**Extrait du document**:
Accès aux sites pays BENIN BURKINA FASO CAMEROUN CENTRAFRIQUE CONGO COTE D'IVOIRE GABON
GUINEE MADAGASCAR MALI R.D. CONGO SENEGAL TOGO
L'Observateur | Burkina Faso | 20/03/2012 | Lire l'article original
La 155e Journée internationale de la Femme commémorée cette année sous le thème évocateur «mobilisation sociale pour la réduction de la mortalité maternelle : le rôle des hommes», interpelle à suffisance toutes les âmes sensibles, notamment les hommes dans leur contribution pour lutter contre ce phénomène de santé publique qui ignore les couches sociales ou les races.
Le recentrage sur la question de la mort maternelle peut être considéré comme le résultat d’un combat féministe de la décennie 1970-1980, valorisant la femme autrement que par son seul statut de mère. Depuis, l’accès pour les femmes à des «services de santé qui leur permettent de traverser en toute sécurité la grossesse et l’accouchement», est reconnu comme droit, même si celui- ci est très souvent bafoué. Mais où en est-on 25 ans après la première «Conférence mondiale sur la mortalité sans risque» tenue à Nairobi en 1987 ?

Entrées enregistrées
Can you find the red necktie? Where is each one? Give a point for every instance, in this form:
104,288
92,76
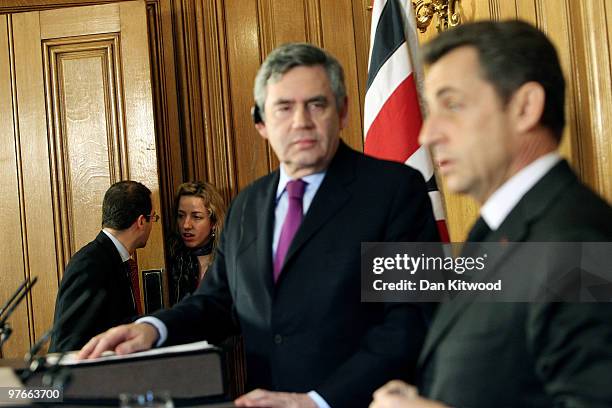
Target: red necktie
293,219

**Tâche à réaliser**:
Selon l'extrait sur la mortalité maternelle, de quoi résulte le recentrage sur la question de la mort maternelle ? Expliquez-le en une à trois phrases. Les entrées enregistrées n'ont aucun lien avec l'extrait.

**Réponse attendue**:
Ce recentrage peut être considéré comme le résultat d'un combat féministe mené durant la décennie 1970-1980. Ce combat valorisait la femme autrement que par son seul statut de mère.